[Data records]
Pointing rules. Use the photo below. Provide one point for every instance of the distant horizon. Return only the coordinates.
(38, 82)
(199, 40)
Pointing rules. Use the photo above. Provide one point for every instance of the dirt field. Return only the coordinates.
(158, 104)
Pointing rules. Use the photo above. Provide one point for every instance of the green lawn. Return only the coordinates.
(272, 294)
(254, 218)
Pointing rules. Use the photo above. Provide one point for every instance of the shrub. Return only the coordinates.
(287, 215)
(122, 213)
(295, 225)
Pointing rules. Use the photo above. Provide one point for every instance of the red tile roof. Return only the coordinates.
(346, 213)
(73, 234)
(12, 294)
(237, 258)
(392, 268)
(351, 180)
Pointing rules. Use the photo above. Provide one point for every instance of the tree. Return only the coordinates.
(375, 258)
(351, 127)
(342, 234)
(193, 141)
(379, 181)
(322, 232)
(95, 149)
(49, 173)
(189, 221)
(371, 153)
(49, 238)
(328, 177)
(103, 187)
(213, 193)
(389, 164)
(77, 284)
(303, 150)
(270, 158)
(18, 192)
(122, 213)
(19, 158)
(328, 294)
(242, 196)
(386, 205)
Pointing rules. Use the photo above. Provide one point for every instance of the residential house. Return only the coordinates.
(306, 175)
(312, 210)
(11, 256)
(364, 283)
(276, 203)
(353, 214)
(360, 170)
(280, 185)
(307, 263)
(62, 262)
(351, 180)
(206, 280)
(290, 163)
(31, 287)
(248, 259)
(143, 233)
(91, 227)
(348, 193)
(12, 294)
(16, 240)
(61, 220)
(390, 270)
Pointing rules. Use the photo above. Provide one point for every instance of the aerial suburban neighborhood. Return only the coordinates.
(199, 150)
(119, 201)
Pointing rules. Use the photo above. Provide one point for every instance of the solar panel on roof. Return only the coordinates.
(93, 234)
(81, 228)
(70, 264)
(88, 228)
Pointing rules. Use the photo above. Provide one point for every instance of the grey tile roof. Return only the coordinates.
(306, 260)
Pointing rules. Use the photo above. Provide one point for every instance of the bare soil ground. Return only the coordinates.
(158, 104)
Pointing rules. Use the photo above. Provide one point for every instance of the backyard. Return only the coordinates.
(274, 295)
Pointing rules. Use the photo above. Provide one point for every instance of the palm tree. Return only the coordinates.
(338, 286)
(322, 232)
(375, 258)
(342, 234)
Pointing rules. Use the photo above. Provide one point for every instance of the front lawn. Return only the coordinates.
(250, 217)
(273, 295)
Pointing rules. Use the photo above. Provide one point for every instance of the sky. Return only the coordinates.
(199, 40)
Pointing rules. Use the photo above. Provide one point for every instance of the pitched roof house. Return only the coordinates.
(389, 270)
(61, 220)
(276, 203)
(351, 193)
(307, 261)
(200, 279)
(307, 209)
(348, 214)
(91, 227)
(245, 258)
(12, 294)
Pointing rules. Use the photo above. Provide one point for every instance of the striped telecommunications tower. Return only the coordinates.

**Work order:** Would you please print every record exactly as written?

**Worked solution:**
Pointing rules. Use the photo below. Provide one point for every instance of the distant horizon. Return only the coordinates.
(38, 82)
(199, 40)
Pointing rules. Use the photo above. Provide one point for every instance of the dirt field. Return only the coordinates.
(158, 104)
Pointing rules. Use the photo above. Provide one point for every instance of the green lawn. Return only the coordinates.
(272, 294)
(254, 218)
Pointing rules. Use the photo above. Provide one point for every instance of the shrub. Return only the coordinates.
(287, 215)
(122, 213)
(295, 225)
Pointing rules. Use the photo above. Provide one point for every instance of the red tile roof. Return only the coordinates.
(346, 213)
(73, 234)
(12, 294)
(237, 258)
(392, 268)
(351, 180)
Pointing rules. Use the photo above. Provide one point for every instance of the tree. Return only the coordinates.
(375, 258)
(351, 127)
(342, 234)
(193, 141)
(379, 181)
(322, 232)
(95, 149)
(49, 173)
(189, 221)
(371, 153)
(49, 238)
(328, 177)
(103, 187)
(213, 193)
(389, 164)
(77, 284)
(303, 150)
(270, 158)
(18, 192)
(122, 213)
(19, 158)
(328, 294)
(242, 196)
(386, 205)
Pointing rules. Use the photo above. Provide one point for every instance of the residential house. Return only the coordinates.
(306, 175)
(312, 210)
(11, 256)
(364, 283)
(276, 203)
(353, 214)
(360, 170)
(280, 185)
(307, 263)
(62, 262)
(351, 180)
(206, 280)
(290, 163)
(31, 287)
(248, 259)
(143, 233)
(91, 227)
(348, 193)
(12, 294)
(16, 240)
(61, 220)
(390, 270)
Pointing rules. Use the photo above. Provide one point for every instance of the aerial suburban neighborhood. Return only the coordinates.
(199, 150)
(119, 201)
Pointing rules. Use the photo above. Provide one point for every instance of the solar panel on roof. Return only the coordinates.
(93, 234)
(81, 228)
(70, 264)
(88, 228)
Pointing rules. Use the photo above. Provide one point for every instance of the grey tile roof. Return only the coordinates.
(306, 260)
Pointing rules. Use the photo above. Provide one point for every instance of the bare soil ground. Return only the coordinates.
(158, 104)
Pointing rules. Use the photo above. Provide one point for every instance of the backyard. Return only the coordinates.
(274, 295)
Pointing rules. Use the photo above. Provide one point for every instance of the palm tree. Return only the coordinates.
(338, 286)
(322, 232)
(375, 258)
(342, 234)
Pointing rules. Use the photo above. Provide one point for every instance of the front lawn. Return only the coordinates.
(250, 217)
(273, 295)
Pointing rules. Use the photo above. Provide one point for every instance of the sky. Return only the coordinates.
(199, 40)
Pointing rules. Use the photo above. Provide one point for every instance of the pitched roof house. Return only the coordinates.
(389, 270)
(61, 220)
(276, 203)
(351, 193)
(307, 261)
(200, 279)
(307, 209)
(348, 214)
(91, 227)
(245, 258)
(12, 294)
Pointing rules. Use the photo above. Provide one point for every instance of the striped telecommunications tower. Return only the coordinates.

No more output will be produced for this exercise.